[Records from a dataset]
——
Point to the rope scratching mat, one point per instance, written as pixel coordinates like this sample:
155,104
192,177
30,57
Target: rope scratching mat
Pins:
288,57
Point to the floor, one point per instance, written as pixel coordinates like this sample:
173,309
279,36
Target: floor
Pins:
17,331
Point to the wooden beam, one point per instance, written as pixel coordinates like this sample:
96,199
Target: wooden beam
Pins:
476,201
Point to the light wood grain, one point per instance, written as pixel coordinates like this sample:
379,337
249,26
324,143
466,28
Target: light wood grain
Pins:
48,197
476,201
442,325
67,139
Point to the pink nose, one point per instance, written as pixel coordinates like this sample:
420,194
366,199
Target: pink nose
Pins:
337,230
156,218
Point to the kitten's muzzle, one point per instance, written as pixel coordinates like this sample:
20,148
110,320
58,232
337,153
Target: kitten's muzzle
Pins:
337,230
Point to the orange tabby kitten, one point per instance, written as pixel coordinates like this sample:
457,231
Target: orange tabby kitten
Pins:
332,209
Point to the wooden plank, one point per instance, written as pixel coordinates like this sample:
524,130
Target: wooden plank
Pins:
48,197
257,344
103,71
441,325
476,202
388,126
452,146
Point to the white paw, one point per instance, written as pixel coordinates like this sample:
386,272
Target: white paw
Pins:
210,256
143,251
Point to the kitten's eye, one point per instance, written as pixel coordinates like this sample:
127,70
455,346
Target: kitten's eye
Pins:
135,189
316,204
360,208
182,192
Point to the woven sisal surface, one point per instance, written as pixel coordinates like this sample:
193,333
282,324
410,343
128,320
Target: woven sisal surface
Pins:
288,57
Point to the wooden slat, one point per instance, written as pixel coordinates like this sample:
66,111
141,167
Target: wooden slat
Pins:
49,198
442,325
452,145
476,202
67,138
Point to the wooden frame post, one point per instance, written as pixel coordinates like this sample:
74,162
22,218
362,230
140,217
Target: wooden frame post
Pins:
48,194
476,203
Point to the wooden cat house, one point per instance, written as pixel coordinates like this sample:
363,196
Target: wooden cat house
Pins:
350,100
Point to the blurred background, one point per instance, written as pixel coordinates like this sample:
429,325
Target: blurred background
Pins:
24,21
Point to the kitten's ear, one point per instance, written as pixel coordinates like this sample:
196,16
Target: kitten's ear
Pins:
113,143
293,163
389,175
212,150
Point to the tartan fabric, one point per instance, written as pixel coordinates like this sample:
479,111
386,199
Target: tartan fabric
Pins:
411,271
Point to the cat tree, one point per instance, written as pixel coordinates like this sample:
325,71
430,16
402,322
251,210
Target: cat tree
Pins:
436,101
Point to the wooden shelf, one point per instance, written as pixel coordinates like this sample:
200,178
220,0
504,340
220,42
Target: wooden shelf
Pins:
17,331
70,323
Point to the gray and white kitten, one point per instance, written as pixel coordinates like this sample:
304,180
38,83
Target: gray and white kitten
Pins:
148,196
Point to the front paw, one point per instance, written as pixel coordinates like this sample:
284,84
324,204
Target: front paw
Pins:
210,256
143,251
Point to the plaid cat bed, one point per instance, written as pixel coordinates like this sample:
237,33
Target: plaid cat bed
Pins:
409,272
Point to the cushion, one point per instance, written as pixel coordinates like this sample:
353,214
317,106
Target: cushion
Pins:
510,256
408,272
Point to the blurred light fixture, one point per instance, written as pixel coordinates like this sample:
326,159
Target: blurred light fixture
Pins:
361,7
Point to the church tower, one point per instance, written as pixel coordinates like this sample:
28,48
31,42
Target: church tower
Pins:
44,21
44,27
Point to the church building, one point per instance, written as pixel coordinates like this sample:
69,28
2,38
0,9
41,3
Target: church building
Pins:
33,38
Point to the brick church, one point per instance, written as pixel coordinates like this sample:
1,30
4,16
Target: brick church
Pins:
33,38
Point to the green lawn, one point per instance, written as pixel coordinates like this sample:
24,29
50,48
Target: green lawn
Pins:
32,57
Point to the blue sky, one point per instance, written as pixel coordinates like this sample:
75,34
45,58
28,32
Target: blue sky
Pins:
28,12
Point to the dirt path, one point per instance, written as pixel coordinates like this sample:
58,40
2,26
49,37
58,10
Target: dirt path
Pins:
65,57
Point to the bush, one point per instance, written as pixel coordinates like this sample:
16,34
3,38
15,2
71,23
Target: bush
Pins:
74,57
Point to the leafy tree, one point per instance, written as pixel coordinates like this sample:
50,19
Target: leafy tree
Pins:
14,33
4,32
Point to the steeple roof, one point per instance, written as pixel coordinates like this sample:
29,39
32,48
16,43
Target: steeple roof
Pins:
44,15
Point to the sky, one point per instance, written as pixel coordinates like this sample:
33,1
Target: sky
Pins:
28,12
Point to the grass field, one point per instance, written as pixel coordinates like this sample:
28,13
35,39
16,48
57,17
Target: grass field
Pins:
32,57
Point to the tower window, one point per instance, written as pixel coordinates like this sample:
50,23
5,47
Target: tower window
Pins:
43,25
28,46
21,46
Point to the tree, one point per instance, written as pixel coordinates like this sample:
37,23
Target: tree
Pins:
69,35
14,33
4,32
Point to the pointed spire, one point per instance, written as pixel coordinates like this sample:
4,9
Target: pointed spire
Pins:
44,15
——
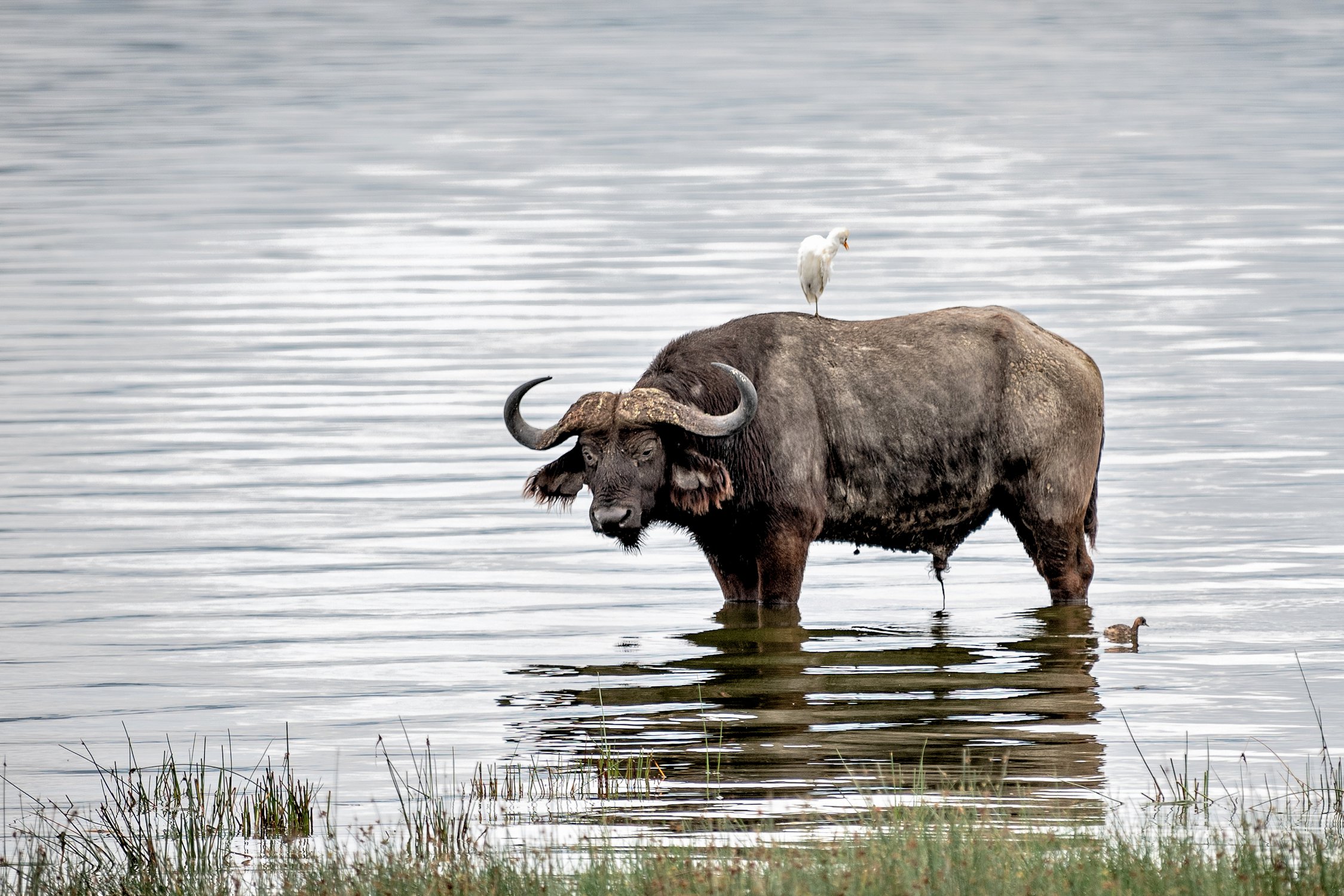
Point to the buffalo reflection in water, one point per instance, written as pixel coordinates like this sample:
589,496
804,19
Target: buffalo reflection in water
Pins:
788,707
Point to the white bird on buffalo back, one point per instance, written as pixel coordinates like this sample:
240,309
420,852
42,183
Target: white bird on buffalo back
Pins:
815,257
——
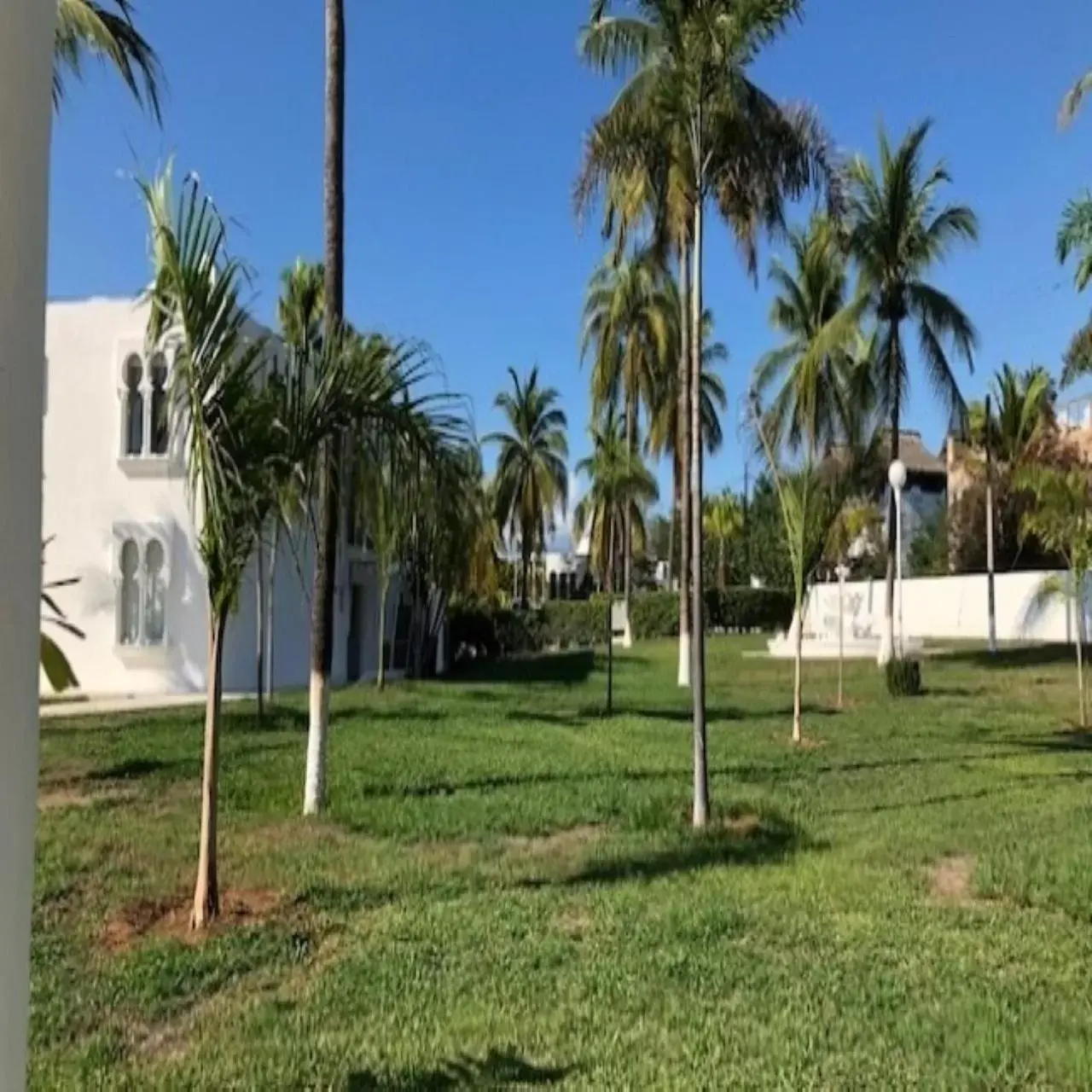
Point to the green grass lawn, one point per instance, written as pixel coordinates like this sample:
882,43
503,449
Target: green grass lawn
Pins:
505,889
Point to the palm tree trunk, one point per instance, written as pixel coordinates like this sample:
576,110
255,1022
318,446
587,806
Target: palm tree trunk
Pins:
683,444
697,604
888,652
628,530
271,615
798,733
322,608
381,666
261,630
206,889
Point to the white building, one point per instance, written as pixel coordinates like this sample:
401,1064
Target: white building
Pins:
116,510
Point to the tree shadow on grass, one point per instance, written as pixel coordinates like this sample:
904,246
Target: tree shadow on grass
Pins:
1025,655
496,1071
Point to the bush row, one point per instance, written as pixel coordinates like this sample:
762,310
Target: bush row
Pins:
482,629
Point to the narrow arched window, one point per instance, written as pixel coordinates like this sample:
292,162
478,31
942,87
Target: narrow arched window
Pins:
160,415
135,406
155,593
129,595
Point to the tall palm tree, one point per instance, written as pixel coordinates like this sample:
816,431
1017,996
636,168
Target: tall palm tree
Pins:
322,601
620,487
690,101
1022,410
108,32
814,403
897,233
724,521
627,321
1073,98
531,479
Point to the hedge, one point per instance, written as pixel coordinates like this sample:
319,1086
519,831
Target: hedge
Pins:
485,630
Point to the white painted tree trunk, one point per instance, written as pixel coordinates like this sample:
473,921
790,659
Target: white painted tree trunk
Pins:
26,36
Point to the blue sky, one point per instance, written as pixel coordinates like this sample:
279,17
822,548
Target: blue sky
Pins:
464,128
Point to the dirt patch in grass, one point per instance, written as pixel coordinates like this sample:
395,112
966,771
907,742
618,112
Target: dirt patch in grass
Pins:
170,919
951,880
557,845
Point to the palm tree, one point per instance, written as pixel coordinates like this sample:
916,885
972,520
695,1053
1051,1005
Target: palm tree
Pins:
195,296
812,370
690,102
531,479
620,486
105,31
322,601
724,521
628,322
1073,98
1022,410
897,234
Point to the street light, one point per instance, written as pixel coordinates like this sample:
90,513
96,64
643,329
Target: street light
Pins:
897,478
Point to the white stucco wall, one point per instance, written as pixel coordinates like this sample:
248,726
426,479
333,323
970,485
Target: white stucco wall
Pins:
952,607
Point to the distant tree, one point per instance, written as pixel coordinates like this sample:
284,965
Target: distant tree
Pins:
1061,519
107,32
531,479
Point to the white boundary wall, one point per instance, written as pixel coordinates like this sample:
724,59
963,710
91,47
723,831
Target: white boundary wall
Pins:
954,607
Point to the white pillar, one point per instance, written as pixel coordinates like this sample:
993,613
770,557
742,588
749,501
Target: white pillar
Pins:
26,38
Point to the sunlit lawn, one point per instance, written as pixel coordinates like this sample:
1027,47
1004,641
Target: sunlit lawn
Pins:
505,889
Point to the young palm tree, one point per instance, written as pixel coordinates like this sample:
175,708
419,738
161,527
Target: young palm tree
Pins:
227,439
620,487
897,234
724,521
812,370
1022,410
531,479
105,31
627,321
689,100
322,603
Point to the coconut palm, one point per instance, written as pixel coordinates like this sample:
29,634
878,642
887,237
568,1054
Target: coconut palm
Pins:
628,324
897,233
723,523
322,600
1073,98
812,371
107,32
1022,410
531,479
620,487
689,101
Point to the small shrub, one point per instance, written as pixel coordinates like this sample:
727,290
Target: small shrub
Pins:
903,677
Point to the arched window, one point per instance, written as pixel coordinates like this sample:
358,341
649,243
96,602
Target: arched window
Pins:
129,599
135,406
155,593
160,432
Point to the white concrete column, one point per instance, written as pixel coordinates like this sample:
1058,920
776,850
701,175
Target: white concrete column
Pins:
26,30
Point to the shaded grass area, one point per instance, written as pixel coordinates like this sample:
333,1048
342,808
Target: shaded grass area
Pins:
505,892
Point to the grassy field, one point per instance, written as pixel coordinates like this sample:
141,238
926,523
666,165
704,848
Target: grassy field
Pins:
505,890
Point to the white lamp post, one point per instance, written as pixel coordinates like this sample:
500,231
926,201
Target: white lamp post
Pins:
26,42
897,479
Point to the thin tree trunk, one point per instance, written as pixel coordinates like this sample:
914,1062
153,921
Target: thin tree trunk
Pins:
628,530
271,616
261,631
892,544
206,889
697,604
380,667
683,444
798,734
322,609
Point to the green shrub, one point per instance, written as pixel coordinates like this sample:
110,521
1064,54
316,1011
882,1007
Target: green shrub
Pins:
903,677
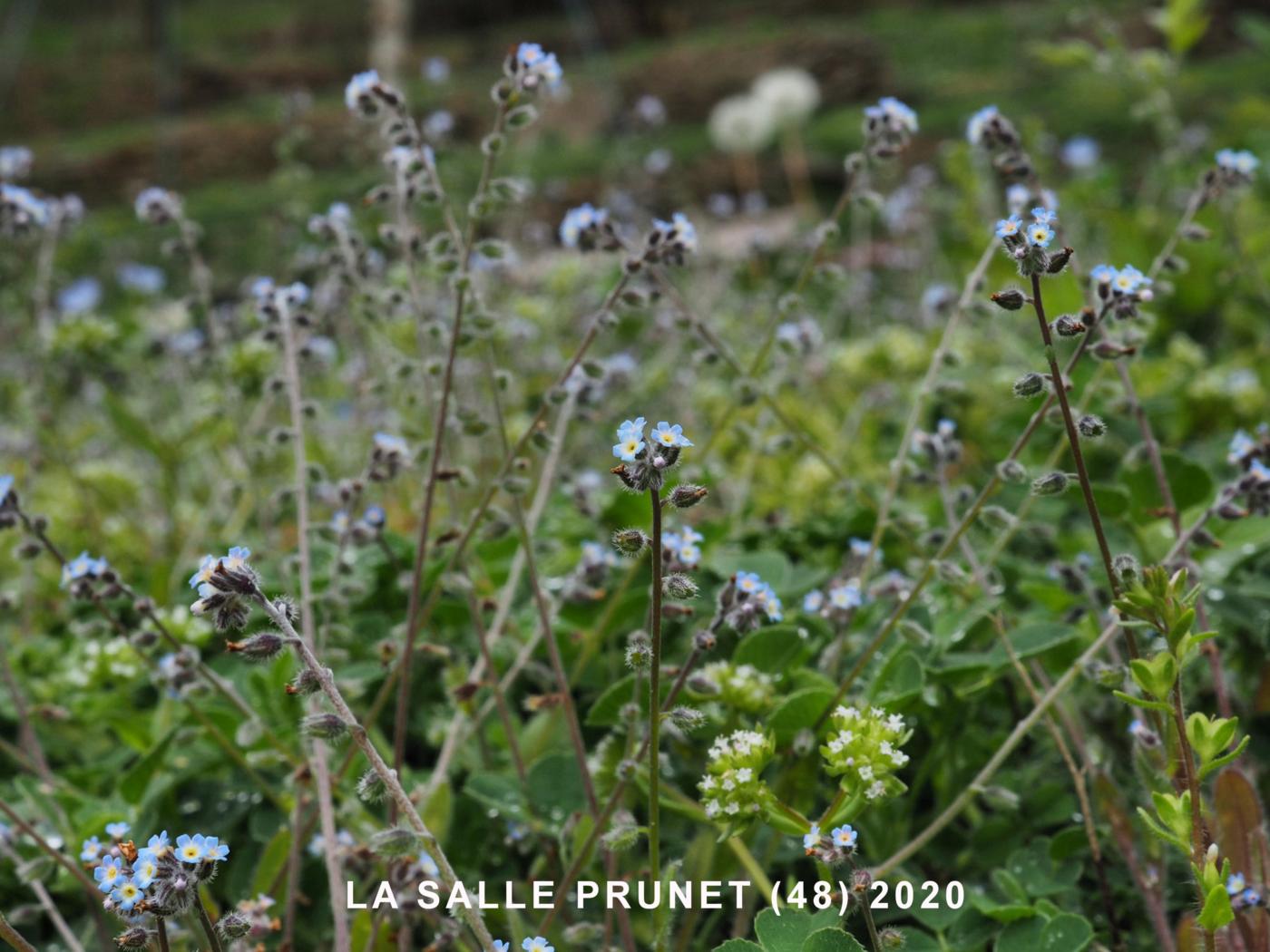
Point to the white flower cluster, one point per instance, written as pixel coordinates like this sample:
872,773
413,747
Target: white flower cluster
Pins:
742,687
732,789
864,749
——
● **Work to be completed**
Tally the lines in the records that contain "fixture", then give only the tally.

● **Result of the task**
2